Exercise prompt :: Can you rewrite the data below, replacing every "dishwasher" with "oven" and changing nothing else?

Entries shown ::
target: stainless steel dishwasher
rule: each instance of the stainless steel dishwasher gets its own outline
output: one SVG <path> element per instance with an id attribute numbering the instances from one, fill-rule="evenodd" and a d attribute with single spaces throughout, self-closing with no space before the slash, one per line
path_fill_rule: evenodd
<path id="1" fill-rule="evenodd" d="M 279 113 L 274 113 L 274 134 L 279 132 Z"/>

Answer to the exercise ::
target: stainless steel oven
rule: each instance of the stainless steel oven gets its own outline
output: one SVG <path> element per instance with an id attribute numbering the instances from one, fill-rule="evenodd" and a d attribute with single spaces throughout, self-closing with no space before the slash, one per line
path_fill_rule: evenodd
<path id="1" fill-rule="evenodd" d="M 279 113 L 274 113 L 274 134 L 279 132 Z"/>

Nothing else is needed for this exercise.